Data extracted from a collection:
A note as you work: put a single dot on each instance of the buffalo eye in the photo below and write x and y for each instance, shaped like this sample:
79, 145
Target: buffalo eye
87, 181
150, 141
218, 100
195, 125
* * *
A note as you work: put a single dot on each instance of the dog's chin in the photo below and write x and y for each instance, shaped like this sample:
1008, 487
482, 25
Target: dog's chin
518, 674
* * *
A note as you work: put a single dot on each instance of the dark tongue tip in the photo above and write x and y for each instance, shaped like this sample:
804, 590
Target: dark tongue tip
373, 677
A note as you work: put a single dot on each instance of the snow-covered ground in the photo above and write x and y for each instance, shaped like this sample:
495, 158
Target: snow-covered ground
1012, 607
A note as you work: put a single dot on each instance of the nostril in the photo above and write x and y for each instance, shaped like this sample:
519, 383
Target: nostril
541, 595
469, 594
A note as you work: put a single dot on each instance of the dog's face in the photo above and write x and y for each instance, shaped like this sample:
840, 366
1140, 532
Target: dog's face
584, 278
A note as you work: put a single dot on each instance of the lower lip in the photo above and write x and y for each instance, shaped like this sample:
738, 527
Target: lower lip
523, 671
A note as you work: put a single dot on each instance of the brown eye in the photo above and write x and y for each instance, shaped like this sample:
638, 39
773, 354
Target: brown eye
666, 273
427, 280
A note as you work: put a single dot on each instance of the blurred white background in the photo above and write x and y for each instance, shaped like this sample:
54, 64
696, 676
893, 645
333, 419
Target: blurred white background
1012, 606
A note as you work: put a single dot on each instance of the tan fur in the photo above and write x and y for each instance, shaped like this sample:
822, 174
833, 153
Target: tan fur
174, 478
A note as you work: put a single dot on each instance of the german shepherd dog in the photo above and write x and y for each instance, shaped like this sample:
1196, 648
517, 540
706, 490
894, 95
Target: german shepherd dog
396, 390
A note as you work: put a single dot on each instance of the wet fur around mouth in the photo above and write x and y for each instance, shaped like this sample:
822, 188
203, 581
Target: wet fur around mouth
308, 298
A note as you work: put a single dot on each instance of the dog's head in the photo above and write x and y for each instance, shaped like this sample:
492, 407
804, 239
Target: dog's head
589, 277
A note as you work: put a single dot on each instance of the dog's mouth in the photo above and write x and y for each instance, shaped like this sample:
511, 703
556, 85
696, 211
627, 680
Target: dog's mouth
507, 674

◆ **The task**:
Every line of the entries above that contains the word "below" must be tallied, and the number alone reported.

◆ **Reply to the exercise**:
2